▸ **WORK TO BE COMPLETED**: Every line of the records below should be restated exactly.

▸ **EXTRACTED RECORDS**:

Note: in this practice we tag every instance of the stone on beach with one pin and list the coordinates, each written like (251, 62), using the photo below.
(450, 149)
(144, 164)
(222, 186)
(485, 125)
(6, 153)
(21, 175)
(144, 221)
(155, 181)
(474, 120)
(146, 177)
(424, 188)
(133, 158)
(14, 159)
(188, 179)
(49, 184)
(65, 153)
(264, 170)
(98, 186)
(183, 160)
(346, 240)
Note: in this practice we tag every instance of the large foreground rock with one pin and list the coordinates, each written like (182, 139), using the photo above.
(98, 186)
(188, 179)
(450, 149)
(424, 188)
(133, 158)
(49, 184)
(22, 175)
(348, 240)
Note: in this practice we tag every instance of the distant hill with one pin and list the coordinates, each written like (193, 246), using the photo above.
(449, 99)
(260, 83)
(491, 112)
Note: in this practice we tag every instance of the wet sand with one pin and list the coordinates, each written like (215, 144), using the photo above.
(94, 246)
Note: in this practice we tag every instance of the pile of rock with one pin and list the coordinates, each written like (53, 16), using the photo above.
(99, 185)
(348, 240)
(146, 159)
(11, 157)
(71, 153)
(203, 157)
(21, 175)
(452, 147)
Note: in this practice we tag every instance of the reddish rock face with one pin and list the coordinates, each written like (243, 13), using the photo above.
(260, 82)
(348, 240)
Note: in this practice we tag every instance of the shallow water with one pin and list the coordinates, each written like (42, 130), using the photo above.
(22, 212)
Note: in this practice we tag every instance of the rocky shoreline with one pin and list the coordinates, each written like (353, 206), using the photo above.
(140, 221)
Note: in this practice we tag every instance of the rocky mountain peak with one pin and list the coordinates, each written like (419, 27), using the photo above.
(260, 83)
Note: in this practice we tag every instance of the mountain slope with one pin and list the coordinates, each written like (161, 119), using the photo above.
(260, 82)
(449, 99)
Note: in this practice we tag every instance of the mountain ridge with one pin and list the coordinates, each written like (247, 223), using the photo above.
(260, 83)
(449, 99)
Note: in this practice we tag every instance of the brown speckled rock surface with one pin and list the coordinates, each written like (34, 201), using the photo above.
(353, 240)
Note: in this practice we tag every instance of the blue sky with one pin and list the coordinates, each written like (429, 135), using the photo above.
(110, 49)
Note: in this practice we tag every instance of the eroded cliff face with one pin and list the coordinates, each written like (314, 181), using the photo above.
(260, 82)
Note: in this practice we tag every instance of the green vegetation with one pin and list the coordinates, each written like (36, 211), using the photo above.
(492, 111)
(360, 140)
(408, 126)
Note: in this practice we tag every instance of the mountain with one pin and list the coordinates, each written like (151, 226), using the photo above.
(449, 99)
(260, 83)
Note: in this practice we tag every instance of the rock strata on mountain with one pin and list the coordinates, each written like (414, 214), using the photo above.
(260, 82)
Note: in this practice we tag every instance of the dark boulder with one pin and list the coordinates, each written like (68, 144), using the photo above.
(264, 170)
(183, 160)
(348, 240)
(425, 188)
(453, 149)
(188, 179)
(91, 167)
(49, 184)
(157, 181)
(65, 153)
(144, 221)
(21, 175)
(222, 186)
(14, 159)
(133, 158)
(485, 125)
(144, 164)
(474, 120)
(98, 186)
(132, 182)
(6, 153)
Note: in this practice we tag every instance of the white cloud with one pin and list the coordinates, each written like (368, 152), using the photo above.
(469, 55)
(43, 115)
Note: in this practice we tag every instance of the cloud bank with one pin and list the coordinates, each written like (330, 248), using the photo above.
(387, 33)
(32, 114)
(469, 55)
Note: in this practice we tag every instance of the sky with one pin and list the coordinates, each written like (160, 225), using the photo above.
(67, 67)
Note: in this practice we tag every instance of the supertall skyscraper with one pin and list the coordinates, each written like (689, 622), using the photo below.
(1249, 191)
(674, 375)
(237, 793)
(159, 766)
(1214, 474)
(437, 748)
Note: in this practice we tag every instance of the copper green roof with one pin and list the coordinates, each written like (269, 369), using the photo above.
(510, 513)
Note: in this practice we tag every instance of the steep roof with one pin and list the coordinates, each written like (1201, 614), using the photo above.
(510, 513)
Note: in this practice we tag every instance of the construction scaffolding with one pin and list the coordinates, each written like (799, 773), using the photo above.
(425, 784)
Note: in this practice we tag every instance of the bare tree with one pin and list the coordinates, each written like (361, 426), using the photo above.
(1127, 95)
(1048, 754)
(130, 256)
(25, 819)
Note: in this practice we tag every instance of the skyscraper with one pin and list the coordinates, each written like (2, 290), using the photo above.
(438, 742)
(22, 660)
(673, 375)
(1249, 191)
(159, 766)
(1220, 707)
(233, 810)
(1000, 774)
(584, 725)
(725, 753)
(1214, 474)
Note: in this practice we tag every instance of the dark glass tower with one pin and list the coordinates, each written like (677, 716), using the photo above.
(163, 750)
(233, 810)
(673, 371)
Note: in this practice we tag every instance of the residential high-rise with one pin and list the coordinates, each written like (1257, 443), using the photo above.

▸ **SOLUTION**:
Note: in this practice we tag every instance of the stone on beach with one pin and list the coordinates, each written like (251, 62), using the photo below.
(450, 149)
(144, 164)
(222, 186)
(485, 125)
(6, 153)
(21, 175)
(144, 221)
(155, 181)
(474, 120)
(146, 177)
(424, 188)
(133, 158)
(14, 159)
(188, 179)
(49, 184)
(65, 153)
(264, 170)
(98, 186)
(183, 160)
(346, 240)
Note: in this practice we tag every instance of the large foreground rock with one pin and list the coordinates, each written like (182, 139), using the photo above.
(98, 186)
(188, 179)
(450, 149)
(424, 188)
(133, 158)
(49, 184)
(22, 175)
(348, 240)
Note: in this practice we tag every instance of the distant hill with one pin and list the coordinates, each written like (193, 246), using the photo above.
(449, 99)
(260, 83)
(491, 112)
Note: in this practice we tag every instance of the wet sand with one pin and list the coordinates, each written like (215, 144), using the photo above.
(94, 246)
Note: in this practice we tag every instance of the pile of rock with one pin and list the coordinates, each written like (53, 16), using the photo above.
(99, 185)
(348, 240)
(146, 159)
(11, 157)
(71, 153)
(203, 157)
(21, 175)
(452, 147)
Note: in this practice we tag every instance of the reddish rock face with one pin and list the coordinates, each written like (243, 13), using the photo above.
(260, 82)
(348, 240)
Note: in this practice we tag every instance of the shallow water with one pin and list the coordinates, each written like (42, 130), using the photo above.
(22, 212)
Note: in this practice we tag every instance of the rocky shoreline with one pin and list the coordinates, each written like (353, 206), using the photo above.
(140, 221)
Note: in this practice we tag every instance of the rocky mountain peak with one pin and list the coordinates, each written like (419, 27), using the photo above.
(260, 83)
Note: in this practice we tag every instance of the mountain slope with one pin and list the coordinates, each written like (161, 119), using the photo above.
(260, 82)
(449, 99)
Note: in this practice we tag every instance of the mountain ridge with one pin and list the coordinates, each written like (247, 223), using the photo above.
(260, 83)
(449, 99)
Note: in this practice we tag every instance of the brown speckled rock surface with one pin and list the coordinates, each written like (34, 201), using the photo above.
(353, 240)
Note: in this practice we tag every instance of the blue sky with one pin and list the coordinates, each written like (429, 135), using the photo above.
(110, 49)
Note: in this practice we tag every instance of the eroded cliff face with one pin and list the coordinates, each written like (314, 181), using the photo above.
(260, 82)
Note: in this practice we tag every instance of the green vegetation with one pin and list the coordinates, each written like (36, 211), using the photo above.
(492, 111)
(360, 140)
(408, 126)
Note: in this practice we tag every instance of the mountain with one pin and list the coordinates, each written like (151, 226), using the photo above.
(449, 99)
(260, 83)
Note: in this practice we tag every instance of the rock strata on mountain with one pin and list the coordinates, each written like (414, 214), using the photo above.
(260, 82)
Note: in this practice we tag every instance of the dark boulder with one pin and list the coordinates, each written like (68, 144), using the photo above.
(264, 170)
(183, 160)
(348, 240)
(425, 188)
(453, 149)
(188, 179)
(91, 167)
(49, 184)
(157, 181)
(65, 153)
(144, 221)
(21, 175)
(222, 186)
(14, 159)
(133, 158)
(485, 125)
(144, 164)
(474, 120)
(98, 186)
(132, 182)
(6, 153)
Note: in this practice we tag every instance of the white cloud with one pin and list the coordinates, each written like (368, 152), using the photo above.
(469, 55)
(43, 115)
Note: in this practice we tag every instance of the cloud bank with one pin and list the coordinates, each written like (330, 248), using the photo above.
(387, 33)
(32, 114)
(469, 55)
Note: in this practice we tag every instance of the sky with one pin and list the coordinates, each written like (160, 225), using the photo above.
(67, 67)
Note: in this practice we tag every instance of the supertall skyscraper with one pin and list the coordinates, each written like (689, 622), using the photo below.
(1249, 191)
(674, 375)
(237, 793)
(159, 766)
(1214, 474)
(437, 748)
Note: in this practice we tag every instance of the copper green roof with one pin and list the coordinates, each written like (269, 369), using the photo above.
(510, 513)
Note: in this practice we tag every instance of the steep roof with one pin and list the coordinates, each written like (1201, 614), using the photo above.
(510, 513)
Note: in this practice we tag every instance of the construction scaffolding with one pin and list the coordinates, each written like (799, 773), using the photo above.
(425, 784)
Note: in this practice we tag every instance of the bare tree with one pin and list the coordinates, each written like (361, 426), using the photo above.
(1127, 95)
(1048, 754)
(130, 256)
(25, 819)
Note: in this practice we tag every instance of the skyscraper with one pin and list the coordinates, each written like (2, 290), using the photo above.
(438, 742)
(22, 660)
(673, 375)
(1249, 191)
(159, 766)
(1220, 707)
(233, 810)
(1000, 774)
(584, 725)
(725, 753)
(1214, 474)
Note: in this practice we tag every instance of the dark glass tower with one pin and list the coordinates, each written like (677, 716), using the photo above.
(163, 750)
(233, 810)
(673, 371)
Note: in this practice we tag every instance of the residential high-rise with one pin and list the coordinates, each written like (1257, 443), using the photo above.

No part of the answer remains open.